Instruções
1. No excerto sobre a economia mundial, reproduza o trecho que vai de "Enfrentar um mundo" até "próximas dos 0%.", substituindo "economistas" por "especialistas".
2. Por favor, reescreva de forma mais breve o parágrafo do excerto sobre a economia mundial que começa por "2016, o ano de todas as eleições", mantendo os factos principais.

Excerto do documento
· · · · · · ·

Enfrentar um mundo mais rigoroso e menos generoso



Michael Spence, prémio Nobel da Economia, num artigo recente publicado no Project-Syndicate chamou atenção pelo facto de que a economia mundial está a acomodar-se num caminho de baixo crescimento conduzida pela incapacidade ou falta de vontade dos políticos de contornar os importantes constrangimentos que se colocam no caminho de uma maior dinâmica económica a nível global. Acrescenta ainda que mesmo o actual crescimento anémico poderá vir a revelar-se insustentável. Outros economistas como Larry Summers, Paul Krugman ou J. Bradford DeLong falam abertamente do que chamam de estagnação secular – uma nova era que estaria já à porta caracterizada por baixo  crescimento num ambiente de baixa inflação ou mesmo deflação e de taxas de juros próximas dos 0%.
Todos estes avisos de eminentes economistas em relação à evolução da economia global nos próximos anos devem constituir um motivo de preocupação para os cabo-verdianos. Fraco desempenho da procura global significa menos estímulo económico, menos crescimento e concomitantemente menos capacidade de diminuir o défice orçamental e a dívida pública que segundo o último relatório do GAO situou-se, em 2014, nos 116% do PIB. Já temos um problema grave de estar a crescer muito abaixo do potencial. Segundo o GAO, o crescimento em 2014 foi de 1,8% quando em 2013 tinha sido de 1%. Os dados do INE do último trimestre (2º) apontam para uma taxa de crescimento de 0,1% do PIB. O 1º trimestre tinha sido de 1% do PIB, o que não augura nada de espectacular para 2015. Se as perspectivas mundiais para os próximos anos não são as melhores, mais razões devemos ter em pensar políticas no curto e médio prazo que, citando o relatório do GAO, ajudem a “recuperar do período de estagnação e a recuperar o diferencial em relação ao potencial” de crescimento económico.
2016, o ano de todas as eleições, está aí à porta. Devia ser o momento certo para se discutir abertamente a situação real do país e o contexto global onde vai labutar para encontrar o seu caminho para um desenvolvimento sustentável e sustentado. Devia ser também o momento para se deixar cair a propaganda e o ilusionismo enquanto instrumentos de governação para se focar na discussão séria do como fazer e que opções tomar para ultrapassar os múltiplos constrangimentos que não deixam o país crescer e mantém a sua população num nível de vulnerabilidade inaceitável.
Aparentemente todos sabem o que fazer. Sabe-se por exemplo que:
  • Devíamos ter uma administração pública isenta, imparcial, profissional, atenta às necessidades da economia e favorável à manutenção de um ambiente de negócios atractivo.
  • Devíamos assumir uma política de atracção de investimento externo suportada em políticas que dão competitividade ao país designadamente nos domínios da segurança, no domínio legal/contractual, fiscal, energético e de transportes e comunicações.
  • Devíamos primar por um ensino de qualidade com ênfase nas ciências e na aquisição de competência linguística a todos os níveis de forma a qualificar a mão-de-obra cabo-verdiana e construir bases sólidas para o empreendedorismo e a inovação.

· · · · · · ·

Dados registados
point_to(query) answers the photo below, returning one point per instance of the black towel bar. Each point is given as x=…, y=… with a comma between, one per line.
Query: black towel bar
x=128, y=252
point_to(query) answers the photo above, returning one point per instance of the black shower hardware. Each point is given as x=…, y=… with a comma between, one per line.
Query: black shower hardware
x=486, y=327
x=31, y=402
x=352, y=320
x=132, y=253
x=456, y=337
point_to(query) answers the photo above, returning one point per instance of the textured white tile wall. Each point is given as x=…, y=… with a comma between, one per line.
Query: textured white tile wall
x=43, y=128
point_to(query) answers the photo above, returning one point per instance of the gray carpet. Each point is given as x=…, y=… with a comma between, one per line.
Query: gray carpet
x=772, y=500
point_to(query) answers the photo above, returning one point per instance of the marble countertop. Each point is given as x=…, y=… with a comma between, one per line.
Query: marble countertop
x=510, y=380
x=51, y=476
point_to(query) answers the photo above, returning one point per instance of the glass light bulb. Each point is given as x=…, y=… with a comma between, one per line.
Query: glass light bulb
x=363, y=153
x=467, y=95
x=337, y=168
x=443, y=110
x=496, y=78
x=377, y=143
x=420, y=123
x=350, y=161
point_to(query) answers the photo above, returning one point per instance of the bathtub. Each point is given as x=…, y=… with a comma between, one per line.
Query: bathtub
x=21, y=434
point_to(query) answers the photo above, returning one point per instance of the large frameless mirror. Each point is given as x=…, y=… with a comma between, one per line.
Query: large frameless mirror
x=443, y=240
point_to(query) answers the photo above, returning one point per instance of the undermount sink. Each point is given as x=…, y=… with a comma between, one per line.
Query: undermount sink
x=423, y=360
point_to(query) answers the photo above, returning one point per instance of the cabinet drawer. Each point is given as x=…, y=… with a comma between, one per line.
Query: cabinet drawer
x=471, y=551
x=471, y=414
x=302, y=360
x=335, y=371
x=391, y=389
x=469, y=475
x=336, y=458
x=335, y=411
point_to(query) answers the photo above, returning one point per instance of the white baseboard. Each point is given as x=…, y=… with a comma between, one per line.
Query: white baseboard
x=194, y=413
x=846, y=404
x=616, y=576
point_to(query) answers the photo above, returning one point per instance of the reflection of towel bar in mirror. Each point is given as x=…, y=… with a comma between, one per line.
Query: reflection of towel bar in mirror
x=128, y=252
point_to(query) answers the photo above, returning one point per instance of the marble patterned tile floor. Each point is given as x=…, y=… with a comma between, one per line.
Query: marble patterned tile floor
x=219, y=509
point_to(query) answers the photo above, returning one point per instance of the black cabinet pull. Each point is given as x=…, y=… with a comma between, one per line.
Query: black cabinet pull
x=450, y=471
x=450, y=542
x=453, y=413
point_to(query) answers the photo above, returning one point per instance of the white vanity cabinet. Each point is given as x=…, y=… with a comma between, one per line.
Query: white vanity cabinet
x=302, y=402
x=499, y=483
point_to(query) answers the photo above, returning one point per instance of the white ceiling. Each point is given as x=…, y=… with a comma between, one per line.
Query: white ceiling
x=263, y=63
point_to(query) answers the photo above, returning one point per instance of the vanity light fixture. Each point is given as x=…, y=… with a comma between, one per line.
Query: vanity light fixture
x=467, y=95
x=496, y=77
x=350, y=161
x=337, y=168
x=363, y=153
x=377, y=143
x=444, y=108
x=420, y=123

· · · · · · ·

Respostas esperadas
1.
Enfrentar um mundo mais rigoroso e menos generoso



Michael Spence, prémio Nobel da Economia, num artigo recente publicado no Project-Syndicate chamou atenção pelo facto de que a economia mundial está a acomodar-se num caminho de baixo crescimento conduzida pela incapacidade ou falta de vontade dos políticos de contornar os importantes constrangimentos que se colocam no caminho de uma maior dinâmica económica a nível global. Acrescenta ainda que mesmo o actual crescimento anémico poderá vir a revelar-se insustentável. Outros especialistas como Larry Summers, Paul Krugman ou J. Bradford DeLong falam abertamente do que chamam de estagnação secular – uma nova era que estaria já à porta caracterizada por baixo  crescimento num ambiente de baixa inflação ou mesmo deflação e de taxas de juros próximas dos 0%.

2. 2016, o ano de todas as eleições, está próximo. Deveria ser o momento de discutir abertamente a situação real do país e o contexto global em que procura um desenvolvimento sustentável e sustentado, deixando de lado a propaganda e o ilusionismo como instrumentos de governação. O foco deveria estar na discussão séria de como ultrapassar os constrangimentos que impedem o crescimento do país e mantêm a população numa vulnerabilidade inaceitável.